# Extract provided:
--- BEGIN ---
You are soooo right! Being 18 (or even 21 for that matter) does not automatically render one an adult! This young man is 20 and very much an overgrown child who STILL needs lots of guidance!!!

*{Moderator Note: I spelled out the profanity. Please follow forum rules in regards to the profanity filter.

8. Filter Bypass/Obscenity: A profanity filter is in place and any attempts to bypass it are forbidden. You MAY type words that are filtered, as long as they are not abusive towards other quests or violate any other rules; however, you must allow the filter to do its job. Do NOT try to filter the word yourself and do not try to use creative spelling to bypass the profanity filter. Also, posting images of videos of obscene gestures, linking to obscene web sites, posting obscene or graphic descriptions of a decidedly adult nature, and violating a standard of decent behavior is not allowed.

February 21st is the deadline for full enforcement of the measure.

http://talkaboutmarriage.com/forum-guidelines/350914-posting-guidelines-forum-rules-2016-a.html }*


----------



## pianobabe (Feb 9, 2017)

Perhaps I should add to this story that SS got into some trouble in our hometown and had some little wanna-be gang bangers after him. Maybe DH and XW feel better with him being on campus because they know where he is and assume he's safe.

Still smells like BS to me. What if the girlfriend was their/our daughter? Would we sit back and sanction her moving her boyfriend into her dorm? He*l no!!! And neither do I think it's this chick's responsibility to babysit SS. He has several relatives in other states that would gladly take him in if they don't feel he's safe at home!!!

Excuses, excuses, excuses. Too many of today's kids suffering from LAPS!!! (Lazy-Arsed Parenting Syndrome!!!)


----------



## FeministInPink (Sep 13, 2012)

If SS's mom and dad were more involved when he was younger and clearly struggling, and hadn't left all the "work" to you, he might not need so much guiding now! Not minimizing your efforts, of course. Kids need guidance and boundaries; it shows them they are loved.

Sent from my SM-G930T using Tapatalk


----------



## pianobabe (Feb 9, 2017)

FeministInPink said:


> If SS's mom and dad were more involved when he was younger and clearly struggling, and hadn't left all the "work" to you, he might not need so much guiding now! Not minimizing your efforts, of course. Kids need guidance and boundaries; it shows them they are loved.
> 
> Sent from my SM-G930T using Tapatalk


My sentiments exactly! Thanks FIP. I hope things work out for him.


----------



## EleGirl (Dec 3, 2011)

pianobabe said:


> Ha! You'd think! Turns out that the housing department is quite aware of it...and have done absolutely NOTHING to stop them or send him home. So yeh, it disgusts me that the schools's standards are no better than these lovebirds of ours. SMDH...
> 
> Oh! And yes, this chick has at least one roommate. As I conveyed to DH and SS's mom...I'm not sure if I'm stuck in a time warp, but I wish to he*l one of my roommates would've tried moving a boyfriend in when I was in college. None of us would've tolerated that from any of the others.


I would suspect that her roommate will get tired of the live-in-boyfriend/free loader. Most college dorm rooms are not that big. I would suspect that this will happened sooner than later.
--- END ---
# Data provided:
--- BEGIN ---
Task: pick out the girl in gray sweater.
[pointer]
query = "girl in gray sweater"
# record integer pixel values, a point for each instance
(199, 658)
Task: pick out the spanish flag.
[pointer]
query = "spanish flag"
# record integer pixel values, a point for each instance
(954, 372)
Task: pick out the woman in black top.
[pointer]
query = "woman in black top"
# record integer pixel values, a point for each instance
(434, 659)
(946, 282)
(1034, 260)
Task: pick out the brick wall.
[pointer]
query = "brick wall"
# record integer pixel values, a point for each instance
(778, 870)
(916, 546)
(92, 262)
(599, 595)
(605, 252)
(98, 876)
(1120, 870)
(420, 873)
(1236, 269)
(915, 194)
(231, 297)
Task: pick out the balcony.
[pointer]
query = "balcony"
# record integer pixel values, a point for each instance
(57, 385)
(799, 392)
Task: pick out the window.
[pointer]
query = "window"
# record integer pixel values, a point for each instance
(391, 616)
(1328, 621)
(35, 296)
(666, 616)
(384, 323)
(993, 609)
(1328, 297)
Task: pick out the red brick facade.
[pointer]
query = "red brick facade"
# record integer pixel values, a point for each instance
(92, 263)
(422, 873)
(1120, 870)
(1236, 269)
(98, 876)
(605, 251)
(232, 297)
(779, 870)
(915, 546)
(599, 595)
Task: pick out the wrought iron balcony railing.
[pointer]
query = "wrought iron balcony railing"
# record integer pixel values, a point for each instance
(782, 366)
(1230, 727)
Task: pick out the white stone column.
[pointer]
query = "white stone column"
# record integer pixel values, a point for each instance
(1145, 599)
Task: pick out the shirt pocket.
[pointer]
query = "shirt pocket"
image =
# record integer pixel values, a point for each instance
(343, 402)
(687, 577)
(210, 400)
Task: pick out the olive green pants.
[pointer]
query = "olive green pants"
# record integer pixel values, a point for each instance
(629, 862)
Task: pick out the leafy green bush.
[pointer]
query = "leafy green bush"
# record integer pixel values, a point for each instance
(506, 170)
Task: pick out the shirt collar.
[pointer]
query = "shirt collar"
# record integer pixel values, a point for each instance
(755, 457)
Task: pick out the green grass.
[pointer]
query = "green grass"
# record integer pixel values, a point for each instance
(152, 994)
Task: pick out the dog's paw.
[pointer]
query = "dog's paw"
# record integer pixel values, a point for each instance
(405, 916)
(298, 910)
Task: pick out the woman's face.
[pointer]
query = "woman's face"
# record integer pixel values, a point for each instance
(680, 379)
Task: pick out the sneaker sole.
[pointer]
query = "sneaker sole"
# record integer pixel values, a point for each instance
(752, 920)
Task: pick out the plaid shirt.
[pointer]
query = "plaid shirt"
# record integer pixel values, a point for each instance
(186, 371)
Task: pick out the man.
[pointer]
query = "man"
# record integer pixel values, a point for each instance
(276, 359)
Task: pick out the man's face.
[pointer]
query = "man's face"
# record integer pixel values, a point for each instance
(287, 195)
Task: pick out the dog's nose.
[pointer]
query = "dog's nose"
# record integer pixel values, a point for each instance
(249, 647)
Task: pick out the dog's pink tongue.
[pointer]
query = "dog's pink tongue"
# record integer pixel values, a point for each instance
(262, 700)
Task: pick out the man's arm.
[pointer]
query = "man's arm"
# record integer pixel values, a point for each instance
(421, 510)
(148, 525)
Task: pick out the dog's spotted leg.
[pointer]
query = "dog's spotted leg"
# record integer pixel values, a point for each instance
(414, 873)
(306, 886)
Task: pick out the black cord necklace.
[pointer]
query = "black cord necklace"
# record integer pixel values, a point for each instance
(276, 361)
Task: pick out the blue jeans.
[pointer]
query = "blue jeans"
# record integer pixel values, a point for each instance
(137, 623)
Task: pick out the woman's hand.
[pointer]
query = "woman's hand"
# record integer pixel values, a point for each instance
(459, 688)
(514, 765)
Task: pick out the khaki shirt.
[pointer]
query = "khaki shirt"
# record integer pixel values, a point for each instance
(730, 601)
--- END ---
# Exercise instructions:
In the forum thread, what does pianobabe say LAPS stands for? The records are separate from the forum thread and are not connected to it.

# Result of this task:
Lazy-Arsed Parenting Syndrome